→ Exercise details
Rewrite the material below, swapping "military rank insignia" for "rank badge" at every occurrence and leaving everything else untouched.

→ Dataset items
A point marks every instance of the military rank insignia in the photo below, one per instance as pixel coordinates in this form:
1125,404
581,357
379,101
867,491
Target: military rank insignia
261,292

→ Result below
A point marks every instance of the rank badge in the photo below, one per instance as pixel coordinates in this form:
1125,404
581,357
379,101
867,491
Target: rank badge
261,292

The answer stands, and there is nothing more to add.